# [Instructions for the task]
Write out only the lines running from the one that contains "point: boulder ->" to the end of the material, both ends included.

:: Data records ::

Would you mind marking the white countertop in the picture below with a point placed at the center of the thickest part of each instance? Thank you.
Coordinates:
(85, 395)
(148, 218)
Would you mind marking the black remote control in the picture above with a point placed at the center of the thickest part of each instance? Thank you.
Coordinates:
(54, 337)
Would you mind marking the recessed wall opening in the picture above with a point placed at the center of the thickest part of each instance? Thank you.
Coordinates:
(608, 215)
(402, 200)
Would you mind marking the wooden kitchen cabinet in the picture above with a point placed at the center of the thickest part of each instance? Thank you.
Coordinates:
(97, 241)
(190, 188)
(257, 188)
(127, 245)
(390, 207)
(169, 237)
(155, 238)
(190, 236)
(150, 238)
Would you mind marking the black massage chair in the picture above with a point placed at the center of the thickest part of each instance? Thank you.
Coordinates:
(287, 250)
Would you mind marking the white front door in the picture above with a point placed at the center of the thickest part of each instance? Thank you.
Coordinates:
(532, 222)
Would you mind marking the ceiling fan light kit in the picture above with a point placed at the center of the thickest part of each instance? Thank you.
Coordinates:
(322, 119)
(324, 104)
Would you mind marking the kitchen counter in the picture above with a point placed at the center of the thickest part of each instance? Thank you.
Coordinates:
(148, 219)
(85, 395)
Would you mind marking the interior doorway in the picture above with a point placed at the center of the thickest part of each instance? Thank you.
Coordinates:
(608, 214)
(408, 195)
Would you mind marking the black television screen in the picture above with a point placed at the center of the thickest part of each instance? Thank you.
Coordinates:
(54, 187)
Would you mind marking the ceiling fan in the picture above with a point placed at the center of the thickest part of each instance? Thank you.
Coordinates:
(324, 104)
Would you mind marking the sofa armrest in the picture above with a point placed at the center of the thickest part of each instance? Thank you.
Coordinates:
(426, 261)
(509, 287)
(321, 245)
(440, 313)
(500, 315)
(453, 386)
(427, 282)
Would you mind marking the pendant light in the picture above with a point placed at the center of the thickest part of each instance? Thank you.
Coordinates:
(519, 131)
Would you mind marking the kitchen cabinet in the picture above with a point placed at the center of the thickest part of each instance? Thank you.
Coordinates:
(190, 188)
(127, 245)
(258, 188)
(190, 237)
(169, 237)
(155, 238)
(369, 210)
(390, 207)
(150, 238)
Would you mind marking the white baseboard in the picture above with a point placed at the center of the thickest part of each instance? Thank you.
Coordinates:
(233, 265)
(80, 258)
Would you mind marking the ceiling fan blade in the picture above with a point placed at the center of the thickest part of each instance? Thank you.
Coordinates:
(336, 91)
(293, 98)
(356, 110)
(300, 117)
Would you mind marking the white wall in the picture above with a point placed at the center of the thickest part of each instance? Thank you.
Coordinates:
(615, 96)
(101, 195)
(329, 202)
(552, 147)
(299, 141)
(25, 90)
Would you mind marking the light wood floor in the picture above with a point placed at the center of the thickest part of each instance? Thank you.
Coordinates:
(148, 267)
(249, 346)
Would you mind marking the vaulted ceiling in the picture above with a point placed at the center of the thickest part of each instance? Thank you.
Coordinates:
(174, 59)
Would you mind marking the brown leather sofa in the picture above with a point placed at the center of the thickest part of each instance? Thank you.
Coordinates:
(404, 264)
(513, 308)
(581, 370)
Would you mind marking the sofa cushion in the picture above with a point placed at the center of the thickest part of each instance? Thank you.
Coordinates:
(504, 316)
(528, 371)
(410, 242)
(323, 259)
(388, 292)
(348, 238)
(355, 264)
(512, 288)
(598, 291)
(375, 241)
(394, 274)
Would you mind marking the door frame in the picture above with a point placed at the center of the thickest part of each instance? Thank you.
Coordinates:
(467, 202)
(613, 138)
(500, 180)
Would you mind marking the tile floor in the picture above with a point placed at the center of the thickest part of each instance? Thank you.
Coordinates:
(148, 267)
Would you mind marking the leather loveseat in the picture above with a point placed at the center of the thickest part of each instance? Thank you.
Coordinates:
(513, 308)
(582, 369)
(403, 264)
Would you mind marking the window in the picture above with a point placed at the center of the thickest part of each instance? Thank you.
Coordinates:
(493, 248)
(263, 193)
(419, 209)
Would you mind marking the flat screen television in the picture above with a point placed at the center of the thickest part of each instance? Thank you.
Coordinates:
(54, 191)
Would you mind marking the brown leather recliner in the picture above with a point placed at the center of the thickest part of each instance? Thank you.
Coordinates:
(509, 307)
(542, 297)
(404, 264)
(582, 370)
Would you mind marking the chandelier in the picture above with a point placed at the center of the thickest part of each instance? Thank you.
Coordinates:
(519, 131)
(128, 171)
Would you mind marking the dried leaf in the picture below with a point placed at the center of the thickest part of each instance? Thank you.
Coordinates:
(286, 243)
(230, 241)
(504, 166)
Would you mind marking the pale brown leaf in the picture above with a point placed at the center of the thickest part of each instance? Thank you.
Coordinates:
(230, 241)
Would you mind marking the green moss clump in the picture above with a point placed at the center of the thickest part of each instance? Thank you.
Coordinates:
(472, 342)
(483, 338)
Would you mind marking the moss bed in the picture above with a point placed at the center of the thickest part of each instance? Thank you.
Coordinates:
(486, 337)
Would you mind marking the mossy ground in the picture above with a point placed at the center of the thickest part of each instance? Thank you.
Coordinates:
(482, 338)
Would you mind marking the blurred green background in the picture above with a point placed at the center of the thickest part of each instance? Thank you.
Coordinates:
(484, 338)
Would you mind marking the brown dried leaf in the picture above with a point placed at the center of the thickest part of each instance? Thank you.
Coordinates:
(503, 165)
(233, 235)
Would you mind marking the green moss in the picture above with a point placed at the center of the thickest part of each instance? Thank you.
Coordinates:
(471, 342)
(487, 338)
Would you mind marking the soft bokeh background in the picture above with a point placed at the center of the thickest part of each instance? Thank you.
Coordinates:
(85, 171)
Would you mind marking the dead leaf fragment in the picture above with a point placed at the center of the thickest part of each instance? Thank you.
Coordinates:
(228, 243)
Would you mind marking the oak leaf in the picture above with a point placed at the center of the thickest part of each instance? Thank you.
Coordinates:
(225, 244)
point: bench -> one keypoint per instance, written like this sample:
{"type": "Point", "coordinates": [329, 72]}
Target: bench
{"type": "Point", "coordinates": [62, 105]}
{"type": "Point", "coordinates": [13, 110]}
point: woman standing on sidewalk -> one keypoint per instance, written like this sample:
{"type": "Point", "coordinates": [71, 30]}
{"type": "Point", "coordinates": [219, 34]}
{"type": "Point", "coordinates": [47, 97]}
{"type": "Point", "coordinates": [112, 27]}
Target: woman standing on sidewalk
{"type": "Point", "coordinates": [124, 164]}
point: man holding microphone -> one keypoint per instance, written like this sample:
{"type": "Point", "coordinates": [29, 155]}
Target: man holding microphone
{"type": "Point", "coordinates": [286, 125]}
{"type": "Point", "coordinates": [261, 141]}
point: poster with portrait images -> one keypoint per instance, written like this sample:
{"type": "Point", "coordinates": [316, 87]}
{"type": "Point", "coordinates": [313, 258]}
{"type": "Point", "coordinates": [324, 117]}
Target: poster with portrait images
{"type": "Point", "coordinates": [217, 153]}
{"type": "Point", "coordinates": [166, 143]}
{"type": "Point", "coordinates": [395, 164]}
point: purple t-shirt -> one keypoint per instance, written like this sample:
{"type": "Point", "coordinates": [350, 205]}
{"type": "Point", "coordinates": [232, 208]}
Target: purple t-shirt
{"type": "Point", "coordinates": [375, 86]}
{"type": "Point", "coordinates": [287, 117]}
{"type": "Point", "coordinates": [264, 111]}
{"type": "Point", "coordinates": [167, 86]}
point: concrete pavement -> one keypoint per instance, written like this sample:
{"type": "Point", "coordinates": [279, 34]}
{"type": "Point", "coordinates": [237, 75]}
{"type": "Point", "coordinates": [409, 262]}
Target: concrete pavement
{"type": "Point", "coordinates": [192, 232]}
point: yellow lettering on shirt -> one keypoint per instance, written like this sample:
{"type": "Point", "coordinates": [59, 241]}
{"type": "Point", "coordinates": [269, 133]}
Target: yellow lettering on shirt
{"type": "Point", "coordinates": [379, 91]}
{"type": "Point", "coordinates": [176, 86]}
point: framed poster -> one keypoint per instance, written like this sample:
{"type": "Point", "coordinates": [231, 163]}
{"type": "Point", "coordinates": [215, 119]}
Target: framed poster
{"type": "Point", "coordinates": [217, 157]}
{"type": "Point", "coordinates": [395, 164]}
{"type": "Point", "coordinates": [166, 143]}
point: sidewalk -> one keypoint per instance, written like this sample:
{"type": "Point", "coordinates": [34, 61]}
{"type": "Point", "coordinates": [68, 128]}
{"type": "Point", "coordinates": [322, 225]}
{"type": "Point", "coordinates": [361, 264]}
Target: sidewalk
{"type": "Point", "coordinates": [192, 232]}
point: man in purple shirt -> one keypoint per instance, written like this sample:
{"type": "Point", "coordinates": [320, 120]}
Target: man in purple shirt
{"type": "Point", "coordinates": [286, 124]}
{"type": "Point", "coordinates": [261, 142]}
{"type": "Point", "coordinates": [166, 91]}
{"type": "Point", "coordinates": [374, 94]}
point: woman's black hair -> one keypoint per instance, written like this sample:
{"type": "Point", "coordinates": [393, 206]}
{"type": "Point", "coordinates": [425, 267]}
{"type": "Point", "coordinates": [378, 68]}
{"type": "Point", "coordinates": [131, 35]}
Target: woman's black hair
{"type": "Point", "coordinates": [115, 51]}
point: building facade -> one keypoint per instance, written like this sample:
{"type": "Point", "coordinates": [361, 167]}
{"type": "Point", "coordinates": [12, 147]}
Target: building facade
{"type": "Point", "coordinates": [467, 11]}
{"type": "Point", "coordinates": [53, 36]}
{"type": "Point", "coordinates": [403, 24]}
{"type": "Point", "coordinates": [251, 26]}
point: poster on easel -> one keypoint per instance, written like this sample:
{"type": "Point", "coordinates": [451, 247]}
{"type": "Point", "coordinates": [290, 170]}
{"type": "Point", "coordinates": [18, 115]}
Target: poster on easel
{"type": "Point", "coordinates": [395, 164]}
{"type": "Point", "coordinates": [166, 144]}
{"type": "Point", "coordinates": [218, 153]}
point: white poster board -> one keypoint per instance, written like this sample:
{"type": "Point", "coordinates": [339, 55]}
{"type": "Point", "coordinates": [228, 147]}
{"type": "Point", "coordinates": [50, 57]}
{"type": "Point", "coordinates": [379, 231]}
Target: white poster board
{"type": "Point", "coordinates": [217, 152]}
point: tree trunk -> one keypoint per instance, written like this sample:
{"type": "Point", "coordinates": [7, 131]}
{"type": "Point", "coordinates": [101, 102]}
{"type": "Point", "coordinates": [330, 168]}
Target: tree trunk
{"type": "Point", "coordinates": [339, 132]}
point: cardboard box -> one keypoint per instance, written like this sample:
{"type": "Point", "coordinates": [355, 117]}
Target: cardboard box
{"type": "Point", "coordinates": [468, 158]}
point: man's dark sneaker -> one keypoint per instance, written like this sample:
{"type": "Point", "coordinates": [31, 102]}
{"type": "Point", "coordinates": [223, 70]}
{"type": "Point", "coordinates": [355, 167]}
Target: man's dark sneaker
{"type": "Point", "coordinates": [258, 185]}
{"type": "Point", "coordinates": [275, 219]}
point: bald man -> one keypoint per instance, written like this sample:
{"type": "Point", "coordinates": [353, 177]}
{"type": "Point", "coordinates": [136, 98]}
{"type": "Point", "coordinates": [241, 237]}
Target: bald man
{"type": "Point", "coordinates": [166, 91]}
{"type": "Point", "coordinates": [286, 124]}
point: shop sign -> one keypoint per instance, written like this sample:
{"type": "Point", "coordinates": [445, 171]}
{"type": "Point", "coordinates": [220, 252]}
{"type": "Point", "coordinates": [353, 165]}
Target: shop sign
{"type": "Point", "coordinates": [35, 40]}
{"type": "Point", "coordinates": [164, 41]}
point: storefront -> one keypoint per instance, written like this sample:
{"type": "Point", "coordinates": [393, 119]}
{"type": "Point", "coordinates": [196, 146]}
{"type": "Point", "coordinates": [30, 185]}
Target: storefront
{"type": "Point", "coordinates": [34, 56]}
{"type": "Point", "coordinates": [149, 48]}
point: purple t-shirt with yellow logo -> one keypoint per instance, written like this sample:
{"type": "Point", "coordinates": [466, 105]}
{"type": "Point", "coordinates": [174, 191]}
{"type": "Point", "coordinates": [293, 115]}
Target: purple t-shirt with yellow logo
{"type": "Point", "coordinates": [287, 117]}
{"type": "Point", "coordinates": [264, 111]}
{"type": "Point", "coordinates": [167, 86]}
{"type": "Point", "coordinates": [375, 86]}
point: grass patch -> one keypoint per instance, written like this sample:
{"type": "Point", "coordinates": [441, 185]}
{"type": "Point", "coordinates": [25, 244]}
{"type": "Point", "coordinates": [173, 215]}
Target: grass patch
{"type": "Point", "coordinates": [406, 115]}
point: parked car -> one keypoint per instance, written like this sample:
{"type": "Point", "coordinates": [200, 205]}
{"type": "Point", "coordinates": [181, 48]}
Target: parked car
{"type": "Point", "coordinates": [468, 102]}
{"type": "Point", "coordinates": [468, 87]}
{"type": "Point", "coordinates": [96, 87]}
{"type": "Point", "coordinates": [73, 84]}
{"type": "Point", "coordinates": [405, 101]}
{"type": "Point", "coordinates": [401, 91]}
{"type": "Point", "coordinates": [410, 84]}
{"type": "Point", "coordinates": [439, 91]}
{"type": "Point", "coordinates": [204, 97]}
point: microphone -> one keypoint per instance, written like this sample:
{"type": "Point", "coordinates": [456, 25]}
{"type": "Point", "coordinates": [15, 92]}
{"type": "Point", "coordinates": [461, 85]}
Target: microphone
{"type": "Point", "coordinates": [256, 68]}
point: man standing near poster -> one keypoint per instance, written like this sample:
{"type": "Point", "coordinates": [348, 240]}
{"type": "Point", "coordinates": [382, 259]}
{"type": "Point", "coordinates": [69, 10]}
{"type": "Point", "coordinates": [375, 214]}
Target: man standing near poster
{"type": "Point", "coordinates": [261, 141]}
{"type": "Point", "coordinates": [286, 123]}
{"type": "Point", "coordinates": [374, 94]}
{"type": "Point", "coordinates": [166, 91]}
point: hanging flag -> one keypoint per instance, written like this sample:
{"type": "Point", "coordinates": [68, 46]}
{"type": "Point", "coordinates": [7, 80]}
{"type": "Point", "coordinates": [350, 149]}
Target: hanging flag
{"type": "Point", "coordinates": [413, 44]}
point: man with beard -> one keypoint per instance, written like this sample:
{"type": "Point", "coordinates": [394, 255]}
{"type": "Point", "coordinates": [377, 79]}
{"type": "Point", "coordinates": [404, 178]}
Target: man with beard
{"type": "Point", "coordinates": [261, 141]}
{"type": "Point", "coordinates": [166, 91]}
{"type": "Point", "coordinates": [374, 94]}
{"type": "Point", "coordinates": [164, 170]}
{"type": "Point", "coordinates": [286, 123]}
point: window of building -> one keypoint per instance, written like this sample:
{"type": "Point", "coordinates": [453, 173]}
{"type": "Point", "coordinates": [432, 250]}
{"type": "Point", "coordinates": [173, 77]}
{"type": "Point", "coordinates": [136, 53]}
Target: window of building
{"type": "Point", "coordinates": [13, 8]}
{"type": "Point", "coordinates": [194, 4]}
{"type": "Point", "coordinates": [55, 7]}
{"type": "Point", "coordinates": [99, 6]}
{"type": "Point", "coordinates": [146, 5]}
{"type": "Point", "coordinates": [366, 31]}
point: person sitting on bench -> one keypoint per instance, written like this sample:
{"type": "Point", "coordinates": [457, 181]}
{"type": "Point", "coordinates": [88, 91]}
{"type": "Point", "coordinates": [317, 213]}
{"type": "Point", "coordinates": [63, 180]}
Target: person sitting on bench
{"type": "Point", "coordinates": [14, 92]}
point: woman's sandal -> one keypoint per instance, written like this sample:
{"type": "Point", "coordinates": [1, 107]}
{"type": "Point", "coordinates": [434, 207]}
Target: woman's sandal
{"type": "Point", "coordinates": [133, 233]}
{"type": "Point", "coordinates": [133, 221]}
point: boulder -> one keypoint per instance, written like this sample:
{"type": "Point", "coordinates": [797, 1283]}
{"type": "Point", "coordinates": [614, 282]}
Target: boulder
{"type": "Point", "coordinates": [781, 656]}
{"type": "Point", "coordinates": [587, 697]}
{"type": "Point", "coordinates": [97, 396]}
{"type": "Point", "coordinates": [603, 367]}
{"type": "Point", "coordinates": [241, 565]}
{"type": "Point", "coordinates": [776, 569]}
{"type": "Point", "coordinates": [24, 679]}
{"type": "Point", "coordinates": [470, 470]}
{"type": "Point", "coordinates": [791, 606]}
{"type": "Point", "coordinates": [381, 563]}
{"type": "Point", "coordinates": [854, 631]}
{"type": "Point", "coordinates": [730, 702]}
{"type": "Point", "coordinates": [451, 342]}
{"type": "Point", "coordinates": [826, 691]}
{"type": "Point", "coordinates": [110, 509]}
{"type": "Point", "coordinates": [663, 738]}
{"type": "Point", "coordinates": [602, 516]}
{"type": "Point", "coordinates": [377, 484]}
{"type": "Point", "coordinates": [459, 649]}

:::

# [The answer]
point: boulder -> one keypoint per instance, written like this sample:
{"type": "Point", "coordinates": [797, 1283]}
{"type": "Point", "coordinates": [614, 282]}
Target: boulder
{"type": "Point", "coordinates": [781, 656]}
{"type": "Point", "coordinates": [587, 697]}
{"type": "Point", "coordinates": [97, 396]}
{"type": "Point", "coordinates": [603, 367]}
{"type": "Point", "coordinates": [241, 565]}
{"type": "Point", "coordinates": [776, 569]}
{"type": "Point", "coordinates": [24, 679]}
{"type": "Point", "coordinates": [470, 470]}
{"type": "Point", "coordinates": [791, 606]}
{"type": "Point", "coordinates": [381, 563]}
{"type": "Point", "coordinates": [854, 631]}
{"type": "Point", "coordinates": [730, 702]}
{"type": "Point", "coordinates": [451, 342]}
{"type": "Point", "coordinates": [826, 691]}
{"type": "Point", "coordinates": [110, 509]}
{"type": "Point", "coordinates": [663, 738]}
{"type": "Point", "coordinates": [602, 516]}
{"type": "Point", "coordinates": [377, 484]}
{"type": "Point", "coordinates": [459, 649]}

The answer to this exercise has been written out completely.